▶ Exercise goal
Rewrite only the items between the line holding "Locate pink rose and produce bounding boxes." and the line holding "0 1 300 122", inclusive, requests included, multiplying every bounding-box coordinate in the answers by 0.4 and rounding to whole numbers, with halves rounded up. Leave the numbers in the requests and their format samples unchanged.
* * * * * * *
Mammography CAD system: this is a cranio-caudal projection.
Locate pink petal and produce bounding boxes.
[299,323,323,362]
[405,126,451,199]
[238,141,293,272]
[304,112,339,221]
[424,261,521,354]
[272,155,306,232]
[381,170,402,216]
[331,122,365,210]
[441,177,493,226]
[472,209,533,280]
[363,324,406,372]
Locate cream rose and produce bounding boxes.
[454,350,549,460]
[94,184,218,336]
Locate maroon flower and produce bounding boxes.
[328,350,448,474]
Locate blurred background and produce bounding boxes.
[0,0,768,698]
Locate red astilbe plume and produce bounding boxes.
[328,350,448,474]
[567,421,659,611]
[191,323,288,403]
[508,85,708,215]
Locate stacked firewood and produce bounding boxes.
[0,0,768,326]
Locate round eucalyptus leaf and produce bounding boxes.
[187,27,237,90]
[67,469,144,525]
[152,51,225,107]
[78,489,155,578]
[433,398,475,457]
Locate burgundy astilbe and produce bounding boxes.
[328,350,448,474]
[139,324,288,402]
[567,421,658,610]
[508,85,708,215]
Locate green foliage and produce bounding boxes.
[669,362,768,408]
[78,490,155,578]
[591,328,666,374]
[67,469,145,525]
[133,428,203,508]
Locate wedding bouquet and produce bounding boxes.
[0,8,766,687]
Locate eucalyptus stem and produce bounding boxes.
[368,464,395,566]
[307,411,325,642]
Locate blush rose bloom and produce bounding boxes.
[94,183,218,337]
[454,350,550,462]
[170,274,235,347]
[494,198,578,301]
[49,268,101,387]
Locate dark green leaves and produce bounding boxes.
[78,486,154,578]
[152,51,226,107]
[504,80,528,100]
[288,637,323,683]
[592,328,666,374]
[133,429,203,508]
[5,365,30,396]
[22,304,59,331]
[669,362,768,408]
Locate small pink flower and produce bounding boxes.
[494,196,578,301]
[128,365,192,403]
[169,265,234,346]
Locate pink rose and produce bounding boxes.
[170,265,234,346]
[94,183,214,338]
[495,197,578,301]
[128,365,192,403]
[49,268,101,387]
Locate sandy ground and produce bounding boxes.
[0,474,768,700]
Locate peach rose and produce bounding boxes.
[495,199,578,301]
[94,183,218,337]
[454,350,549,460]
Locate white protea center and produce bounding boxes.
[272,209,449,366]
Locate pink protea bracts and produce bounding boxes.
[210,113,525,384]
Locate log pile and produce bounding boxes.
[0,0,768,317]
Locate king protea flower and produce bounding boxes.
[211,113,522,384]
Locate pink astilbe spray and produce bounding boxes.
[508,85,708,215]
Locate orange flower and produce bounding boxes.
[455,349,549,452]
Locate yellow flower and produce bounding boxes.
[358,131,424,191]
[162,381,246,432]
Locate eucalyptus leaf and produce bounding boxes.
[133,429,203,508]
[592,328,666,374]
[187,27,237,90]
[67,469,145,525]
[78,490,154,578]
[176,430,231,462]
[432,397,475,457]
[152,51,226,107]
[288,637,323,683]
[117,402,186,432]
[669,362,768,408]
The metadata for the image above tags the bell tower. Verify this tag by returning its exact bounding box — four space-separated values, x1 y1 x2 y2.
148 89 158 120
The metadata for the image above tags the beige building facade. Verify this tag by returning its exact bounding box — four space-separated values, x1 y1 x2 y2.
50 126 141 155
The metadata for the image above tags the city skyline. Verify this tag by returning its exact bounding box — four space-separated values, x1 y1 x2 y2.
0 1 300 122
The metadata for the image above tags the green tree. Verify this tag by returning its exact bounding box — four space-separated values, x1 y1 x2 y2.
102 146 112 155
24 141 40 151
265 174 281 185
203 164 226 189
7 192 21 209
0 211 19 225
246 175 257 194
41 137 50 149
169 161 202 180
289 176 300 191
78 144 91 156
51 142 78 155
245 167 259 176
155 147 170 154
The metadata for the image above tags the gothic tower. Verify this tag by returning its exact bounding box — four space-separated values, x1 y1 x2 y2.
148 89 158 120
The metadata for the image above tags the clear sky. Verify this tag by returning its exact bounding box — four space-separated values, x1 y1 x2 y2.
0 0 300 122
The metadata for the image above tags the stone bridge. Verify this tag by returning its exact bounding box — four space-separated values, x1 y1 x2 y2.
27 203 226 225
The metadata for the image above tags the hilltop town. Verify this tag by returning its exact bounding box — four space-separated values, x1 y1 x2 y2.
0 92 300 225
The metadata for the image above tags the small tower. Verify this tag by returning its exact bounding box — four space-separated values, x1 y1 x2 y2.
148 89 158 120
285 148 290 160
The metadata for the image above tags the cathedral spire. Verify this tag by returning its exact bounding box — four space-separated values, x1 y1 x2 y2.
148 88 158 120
* * * * * * *
▶ Task result
Locate pink rose and produce bounding boxes.
[68,106,94,138]
[38,73,86,135]
[198,79,231,120]
[51,146,77,161]
[20,107,40,155]
Locate sandy ground and produce bounding boxes.
[0,190,307,280]
Locate peach rose and produce bounding boxes.
[198,80,231,120]
[38,73,87,135]
[182,140,220,184]
Locate white protea center and produce bounding boxes.
[109,84,180,146]
Locate pink protea bracts and produce bounding boxes.
[84,45,210,154]
Locate log pile and produce bounding boxes.
[0,0,307,127]
Locate king protea flower and produce bounding boxes.
[84,45,209,154]
Locate pink astilbe spray and produce bounding boxes.
[203,34,283,86]
Locate orange flower and produce bounding boxes.
[182,140,220,181]
Locate yellow flower and produce bounding boxes.
[143,52,170,76]
[65,152,98,173]
Locate eucalyptus leaf and produce bounding boxes.
[53,172,81,203]
[237,131,266,150]
[75,11,95,36]
[27,188,58,210]
[31,196,62,231]
[70,172,92,185]
[173,159,190,183]
[61,20,90,43]
[115,255,129,273]
[47,161,74,173]
[268,145,307,163]
The metadata for the image above tags the bell tower. Verify this tag by returning its exact bounding box — four space-separated values, x1 y1 x2 y2.
59 36 63 48
The metadata for the image above tags the beige building facade. Verify this tag by returning its exact bounding box — four space-separated values, x1 y1 x2 y2.
20 50 56 62
The metadata for the image above tags the city skyline. Verify this tag by returning its exact bounding box — four space-separated values, x1 y1 x2 y2.
0 0 120 49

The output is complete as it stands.